## Text segment
SQL to Amazon S3¶
Use SqlToS3Operator
to copy data from a SQL server to an Amazon Simple Storage Service (S3) file.
SqlToS3Operator
is compatible with any SQL connection as long as the SQL hook has function that
converts the SQL result to pandas dataframe
(e.g. MySQL, Hive, …).
Prerequisite Tasks¶
To use these operators, you must do a few things:
Create necessary resources using AWS Console or AWS CLI.
Install API libraries via pip.
pip install 'apache-airflow[amazon]'Detailed information is available Installation
Operators¶
MySQL to Amazon S3 transfer operator¶
This example sends the response of a MySQL query to an Amazon S3 file.
To get more information about this operator visit:
SqlToS3Operator
Example usage:
sql_to_s3_task = SqlToS3Operator(
task_id="sql_to_s3_task",
sql_conn_id=conn_id_name,
query=SQL_QUERY,
s3_bucket=bucket_name,
s3_key=key,
replace=True,
)

## Recorded data
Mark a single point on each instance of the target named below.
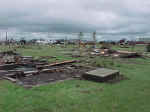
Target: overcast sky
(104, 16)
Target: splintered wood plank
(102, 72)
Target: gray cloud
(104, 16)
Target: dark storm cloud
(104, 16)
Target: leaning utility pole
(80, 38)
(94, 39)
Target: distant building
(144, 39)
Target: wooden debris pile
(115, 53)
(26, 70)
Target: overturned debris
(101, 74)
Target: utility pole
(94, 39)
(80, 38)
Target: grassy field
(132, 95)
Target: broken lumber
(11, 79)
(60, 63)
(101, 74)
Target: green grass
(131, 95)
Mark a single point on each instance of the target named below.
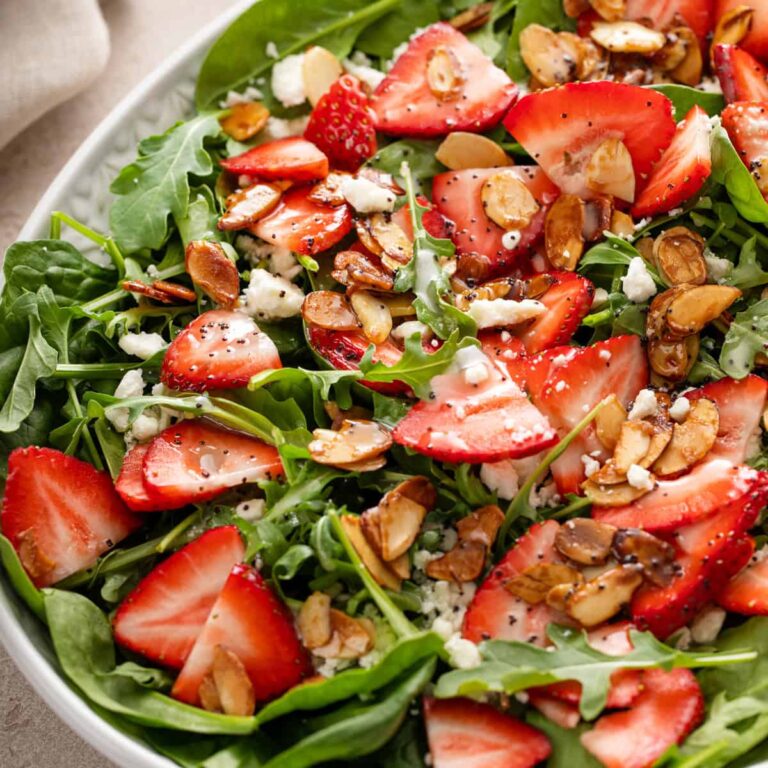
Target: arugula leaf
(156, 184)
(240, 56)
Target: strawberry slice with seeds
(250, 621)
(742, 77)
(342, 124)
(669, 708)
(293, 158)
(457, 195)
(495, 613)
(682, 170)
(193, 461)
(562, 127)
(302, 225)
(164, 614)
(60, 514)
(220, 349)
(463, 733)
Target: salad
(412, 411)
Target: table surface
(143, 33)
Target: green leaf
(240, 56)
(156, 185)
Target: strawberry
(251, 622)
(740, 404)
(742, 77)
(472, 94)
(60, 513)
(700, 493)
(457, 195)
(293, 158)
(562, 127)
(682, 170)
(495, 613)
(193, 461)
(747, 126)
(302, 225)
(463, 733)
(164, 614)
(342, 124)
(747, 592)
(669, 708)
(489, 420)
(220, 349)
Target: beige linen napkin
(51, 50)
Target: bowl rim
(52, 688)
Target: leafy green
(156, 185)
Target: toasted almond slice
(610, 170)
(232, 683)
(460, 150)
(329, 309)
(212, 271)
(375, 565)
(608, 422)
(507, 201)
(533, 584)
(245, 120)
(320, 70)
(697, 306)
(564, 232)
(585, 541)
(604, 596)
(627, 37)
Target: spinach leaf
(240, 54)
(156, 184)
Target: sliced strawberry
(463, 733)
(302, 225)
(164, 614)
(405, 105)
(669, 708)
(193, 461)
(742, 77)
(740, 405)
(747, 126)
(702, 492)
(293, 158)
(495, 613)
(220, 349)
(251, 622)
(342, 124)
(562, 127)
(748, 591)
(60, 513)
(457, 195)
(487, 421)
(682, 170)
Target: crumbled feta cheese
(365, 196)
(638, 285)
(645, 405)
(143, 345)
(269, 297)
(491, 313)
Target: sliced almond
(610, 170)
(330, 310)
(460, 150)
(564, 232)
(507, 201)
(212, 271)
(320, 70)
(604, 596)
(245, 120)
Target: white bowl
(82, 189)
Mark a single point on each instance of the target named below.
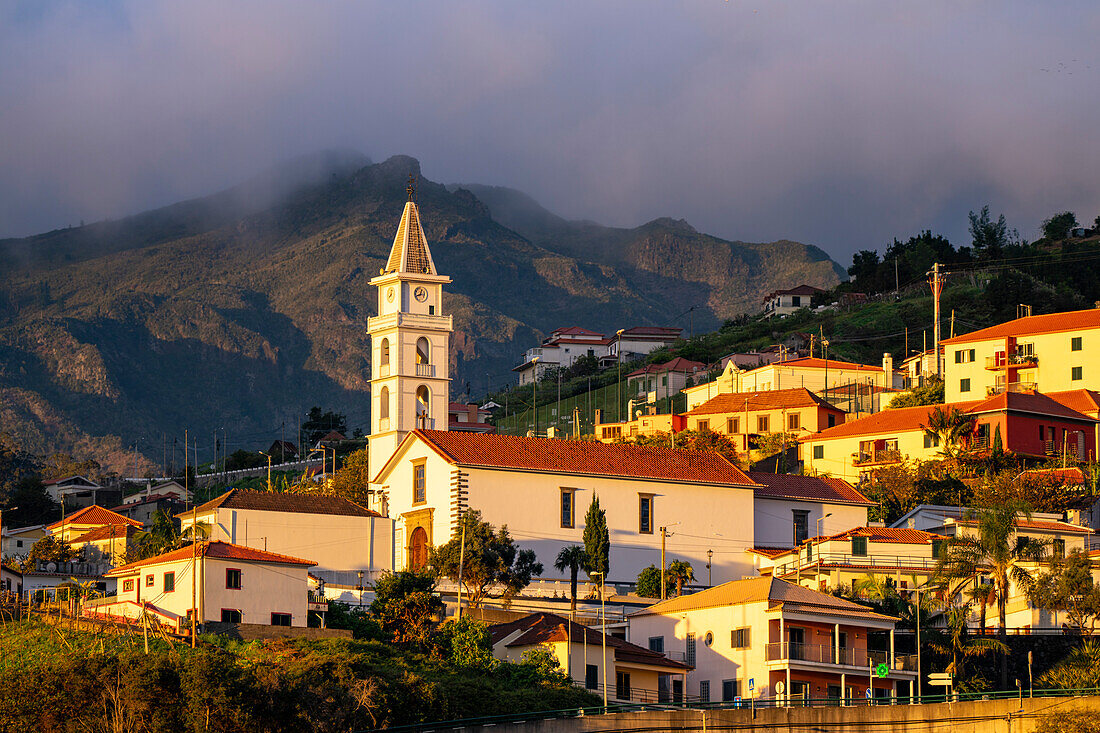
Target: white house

## Written request
Continue the documentation page on copying SQL query results to Amazon S3 with SqlToS3Operator, starting right after its closing code example.

## Exercise answer
Grouping¶
We can group the data in the table by passing the groupby_kwargs
param. This param accepts a dict
which will be passed to pandas groupby() as kwargs.
Example usage:
sql_to_s3_task_with_groupby = SqlToS3Operator(
task_id="sql_to_s3_with_groupby_task",
sql_conn_id=conn_id_name,
query=SQL_QUERY,
s3_bucket=bucket_name,
s3_key=key,
replace=True,
groupby_kwargs={"by": "color"},
)